# Extrait à lire

·····

Somme toute, la nuit passée dehors par un huit degrés pluvieux s’est avérée plutôt confortable, car notre hôte avait pris soin de nous fournir pas moins de 4 grosses couvertures. Au réveil, tout le monde était évidemment un peu amoché, mais cela ne nous a pas empêché de nous faire un bon petit déjeuner (et de remplacer le pneu de la Golf dont la réparation avec encore lâché). Vers midi, Sven et sa copine croisent notre campement par pur hasard et s’arrêtent pour un café. Bref, on l’a pris vraiment relax et ce n’est que vers les deux heures que finalement les au revoir se sont distribués et que nos chemins se sont séparés : eux vers le Wakhan, nous vers Douchanbé. Audrey et moi aurions adoré partager davantage de moment avec ce groupe extraordinaire, mais malheureusement, ils voyageaient en sens contraire.
Après un court passage à Khorog pour nous ravitailler et tenter à nouveau (sans succès) de retirer de l’argent. Vu l’heure tardive et la tombée du jour qui s’approchait, nous n’allions décidément pas nous rendre très loin. Qu’importe, il nous fallait prendre de l’avance le plus possible, car la route Dushanbe – Khorog allait bien nous prendre quelques jours. Un peu après la ville, apercevant un camion aux couleurs de l’EDF (Électricité de France) ainsi qu’un cycliste en processus d’installation de campement, nous avons décidé de les joindre pour la nuit.
Les roads-trips en Asie-Centrale semblent avoir cette particularité de n’intéresser que les personnalités formidables. Non pas qu’ils attirent certains types particuliers, mais toutes les personnes rencontrées auront au moins de l’audace, de l’ouverture d’esprit, le goût de l’aventure et une richesse personnelle hors du commun. À l’image de la soirée précédente donc, nous avons partagé un autre excellent moment en compagnie de Sara, une Danoise sur son vélo depuis deux ans et Dorian, Olivier et Hippolyte, trois Français revenant du Yakutsk (l’extrême-est de la Russie) (en fait, Hippolyte revenait de Chine avec son vélo et s’est joint à eux au Kazakhstan).

·····

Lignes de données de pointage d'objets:
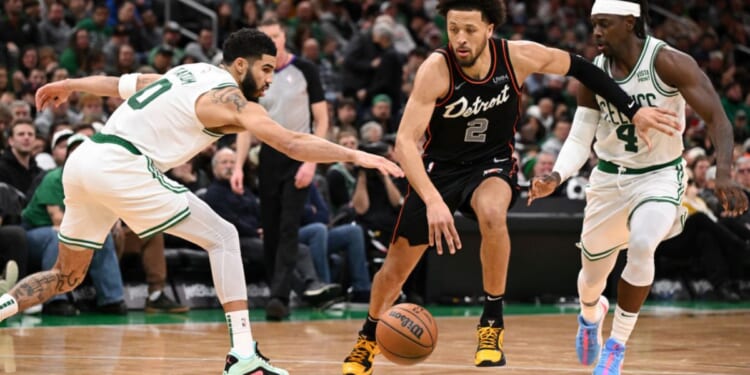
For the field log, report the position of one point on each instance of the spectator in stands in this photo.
(346, 114)
(76, 58)
(243, 211)
(732, 101)
(151, 32)
(53, 31)
(380, 112)
(204, 49)
(29, 60)
(371, 132)
(17, 167)
(163, 58)
(42, 218)
(98, 29)
(151, 251)
(296, 101)
(13, 251)
(560, 132)
(17, 30)
(346, 238)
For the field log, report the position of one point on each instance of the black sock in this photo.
(368, 329)
(492, 315)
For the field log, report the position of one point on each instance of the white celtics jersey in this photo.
(616, 139)
(160, 119)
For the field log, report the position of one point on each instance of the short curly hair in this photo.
(247, 43)
(493, 11)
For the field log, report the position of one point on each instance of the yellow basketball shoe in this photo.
(490, 347)
(360, 360)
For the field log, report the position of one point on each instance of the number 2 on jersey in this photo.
(476, 129)
(626, 133)
(149, 93)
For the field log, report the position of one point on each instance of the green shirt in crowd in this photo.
(49, 193)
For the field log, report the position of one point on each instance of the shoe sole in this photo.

·····

# Consigne 1
D'après l'extrait, combien de couvertures l'hôte a-t-il fournies pour la nuit passée dehors ?
# Consigne 2
Relevez chaque ligne de la liste qui contient la chaîne « shoe ».
La liste n'a aucun lien avec l'extrait.

# Réponse attendue 1
Quatre grosses couvertures.

# Réponse attendue 2
For the field log, report the position of one point on each instance of the yellow basketball shoe in this photo.
For the field log, report the position of one point on each instance of the shoe sole in this photo.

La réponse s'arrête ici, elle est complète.